┌──

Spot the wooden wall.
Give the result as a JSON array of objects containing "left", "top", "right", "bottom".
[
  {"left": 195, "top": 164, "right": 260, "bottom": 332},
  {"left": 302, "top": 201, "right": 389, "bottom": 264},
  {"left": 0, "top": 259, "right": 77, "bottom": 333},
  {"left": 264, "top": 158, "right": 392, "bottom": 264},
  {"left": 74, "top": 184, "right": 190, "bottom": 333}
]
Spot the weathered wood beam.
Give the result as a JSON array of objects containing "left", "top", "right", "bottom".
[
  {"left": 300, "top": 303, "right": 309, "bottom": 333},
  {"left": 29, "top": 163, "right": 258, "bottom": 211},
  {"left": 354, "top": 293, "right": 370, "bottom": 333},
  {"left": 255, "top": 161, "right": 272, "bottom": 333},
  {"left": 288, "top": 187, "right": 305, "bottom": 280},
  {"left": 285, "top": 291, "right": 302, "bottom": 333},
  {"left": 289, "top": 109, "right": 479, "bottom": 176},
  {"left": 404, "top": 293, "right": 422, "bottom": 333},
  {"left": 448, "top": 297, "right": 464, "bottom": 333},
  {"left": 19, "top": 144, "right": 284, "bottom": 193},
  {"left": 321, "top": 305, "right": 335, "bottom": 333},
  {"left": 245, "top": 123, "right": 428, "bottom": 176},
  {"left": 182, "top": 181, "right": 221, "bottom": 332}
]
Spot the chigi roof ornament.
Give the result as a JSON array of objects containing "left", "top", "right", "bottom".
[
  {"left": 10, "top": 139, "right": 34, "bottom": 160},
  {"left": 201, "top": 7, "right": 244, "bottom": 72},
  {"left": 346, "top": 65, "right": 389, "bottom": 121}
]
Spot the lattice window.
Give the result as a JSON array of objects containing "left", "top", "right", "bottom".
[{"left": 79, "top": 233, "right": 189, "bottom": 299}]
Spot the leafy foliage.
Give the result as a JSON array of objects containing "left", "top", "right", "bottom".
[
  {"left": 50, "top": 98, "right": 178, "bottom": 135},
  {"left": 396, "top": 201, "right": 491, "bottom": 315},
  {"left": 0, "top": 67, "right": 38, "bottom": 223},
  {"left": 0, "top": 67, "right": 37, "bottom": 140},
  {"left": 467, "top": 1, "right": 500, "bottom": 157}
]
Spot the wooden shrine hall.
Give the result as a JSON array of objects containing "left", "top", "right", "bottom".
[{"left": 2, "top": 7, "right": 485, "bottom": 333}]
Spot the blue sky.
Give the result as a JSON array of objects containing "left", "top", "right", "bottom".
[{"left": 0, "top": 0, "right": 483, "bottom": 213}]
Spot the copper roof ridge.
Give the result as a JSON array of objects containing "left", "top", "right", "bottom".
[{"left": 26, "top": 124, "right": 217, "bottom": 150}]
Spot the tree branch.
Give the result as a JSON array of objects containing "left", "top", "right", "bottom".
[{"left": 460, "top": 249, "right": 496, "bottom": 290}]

└──
┌──

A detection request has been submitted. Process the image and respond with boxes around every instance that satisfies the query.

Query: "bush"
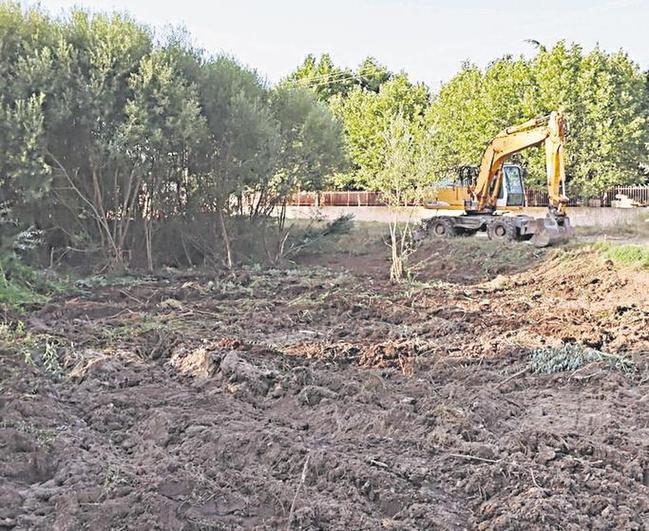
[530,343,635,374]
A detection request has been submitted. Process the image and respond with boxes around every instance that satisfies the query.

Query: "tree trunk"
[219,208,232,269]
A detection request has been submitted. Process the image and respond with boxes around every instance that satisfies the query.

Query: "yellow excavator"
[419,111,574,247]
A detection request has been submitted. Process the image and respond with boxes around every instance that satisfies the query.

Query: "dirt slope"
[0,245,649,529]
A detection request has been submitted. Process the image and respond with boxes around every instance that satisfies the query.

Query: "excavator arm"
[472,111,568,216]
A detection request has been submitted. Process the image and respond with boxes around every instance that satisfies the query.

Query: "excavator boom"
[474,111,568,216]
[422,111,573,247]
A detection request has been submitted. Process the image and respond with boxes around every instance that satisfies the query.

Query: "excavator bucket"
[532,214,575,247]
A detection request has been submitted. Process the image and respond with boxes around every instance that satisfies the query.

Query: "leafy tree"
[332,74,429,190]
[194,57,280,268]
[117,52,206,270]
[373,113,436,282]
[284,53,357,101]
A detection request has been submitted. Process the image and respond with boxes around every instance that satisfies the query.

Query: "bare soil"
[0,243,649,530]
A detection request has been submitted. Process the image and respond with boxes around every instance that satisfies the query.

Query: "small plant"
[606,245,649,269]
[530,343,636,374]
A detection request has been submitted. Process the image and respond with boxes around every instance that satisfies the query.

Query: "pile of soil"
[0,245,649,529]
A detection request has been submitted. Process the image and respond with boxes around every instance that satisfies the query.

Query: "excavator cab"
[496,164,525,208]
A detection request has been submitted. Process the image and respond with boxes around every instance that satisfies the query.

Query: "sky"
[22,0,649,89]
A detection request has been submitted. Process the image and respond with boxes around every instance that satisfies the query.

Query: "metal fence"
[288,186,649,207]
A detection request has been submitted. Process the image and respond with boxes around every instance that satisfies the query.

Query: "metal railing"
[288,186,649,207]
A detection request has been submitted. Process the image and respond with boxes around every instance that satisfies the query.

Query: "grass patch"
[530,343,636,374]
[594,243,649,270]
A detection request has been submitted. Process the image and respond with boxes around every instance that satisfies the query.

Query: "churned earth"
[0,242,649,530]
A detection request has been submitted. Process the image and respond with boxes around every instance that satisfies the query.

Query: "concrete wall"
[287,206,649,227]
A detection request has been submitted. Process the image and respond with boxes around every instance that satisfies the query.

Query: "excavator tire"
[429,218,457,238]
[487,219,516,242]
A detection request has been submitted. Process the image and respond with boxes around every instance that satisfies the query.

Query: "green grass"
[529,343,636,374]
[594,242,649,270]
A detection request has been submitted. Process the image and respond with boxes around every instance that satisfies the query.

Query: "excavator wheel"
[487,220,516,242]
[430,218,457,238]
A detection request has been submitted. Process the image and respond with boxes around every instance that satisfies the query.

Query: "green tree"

└──
┌──

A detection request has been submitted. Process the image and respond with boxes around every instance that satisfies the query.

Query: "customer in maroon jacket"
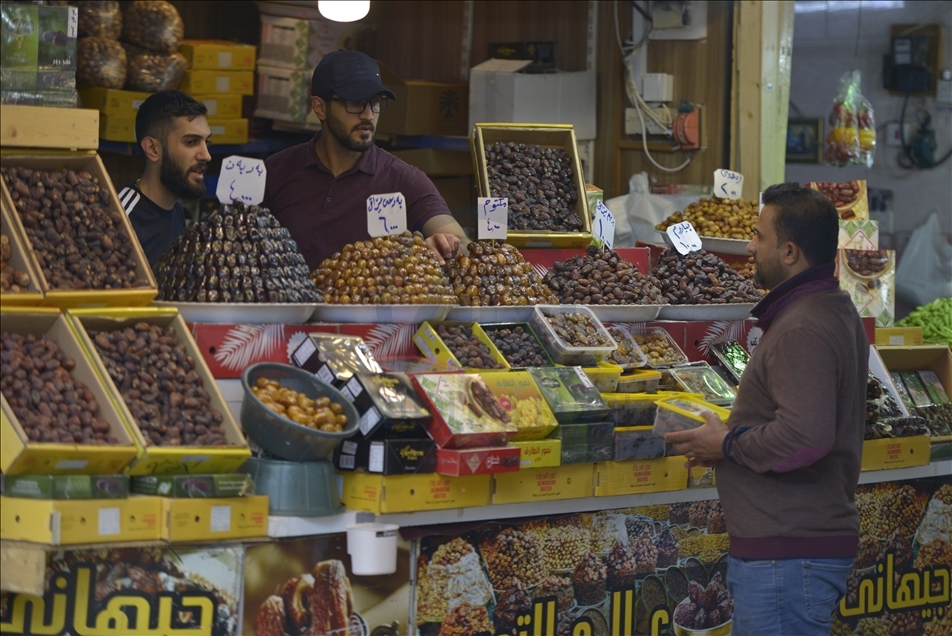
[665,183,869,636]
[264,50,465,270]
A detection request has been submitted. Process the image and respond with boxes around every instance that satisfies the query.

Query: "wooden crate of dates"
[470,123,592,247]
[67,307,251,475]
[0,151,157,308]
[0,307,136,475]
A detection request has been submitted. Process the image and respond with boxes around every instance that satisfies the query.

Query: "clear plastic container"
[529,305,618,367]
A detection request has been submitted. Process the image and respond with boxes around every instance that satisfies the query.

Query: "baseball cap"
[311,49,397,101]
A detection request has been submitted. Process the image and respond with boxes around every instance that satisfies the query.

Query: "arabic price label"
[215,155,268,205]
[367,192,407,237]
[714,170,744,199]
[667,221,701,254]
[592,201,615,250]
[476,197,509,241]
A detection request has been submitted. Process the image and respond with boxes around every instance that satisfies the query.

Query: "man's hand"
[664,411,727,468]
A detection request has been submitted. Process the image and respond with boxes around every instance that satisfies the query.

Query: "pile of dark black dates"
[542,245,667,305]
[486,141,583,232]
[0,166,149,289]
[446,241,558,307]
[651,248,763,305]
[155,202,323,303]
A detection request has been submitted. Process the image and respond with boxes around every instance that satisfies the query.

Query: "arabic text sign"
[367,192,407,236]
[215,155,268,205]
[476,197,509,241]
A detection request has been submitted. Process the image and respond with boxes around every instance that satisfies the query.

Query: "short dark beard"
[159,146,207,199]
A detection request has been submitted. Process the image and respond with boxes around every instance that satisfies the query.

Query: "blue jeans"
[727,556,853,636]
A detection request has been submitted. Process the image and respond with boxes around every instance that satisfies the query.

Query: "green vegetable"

└──

Show each line of the records above that contains the word "tree", copying every such line in full.

■ Complete output:
Spot the tree branch.
Query: "tree trunk"
Query: "leafy tree"
Query: "green tree"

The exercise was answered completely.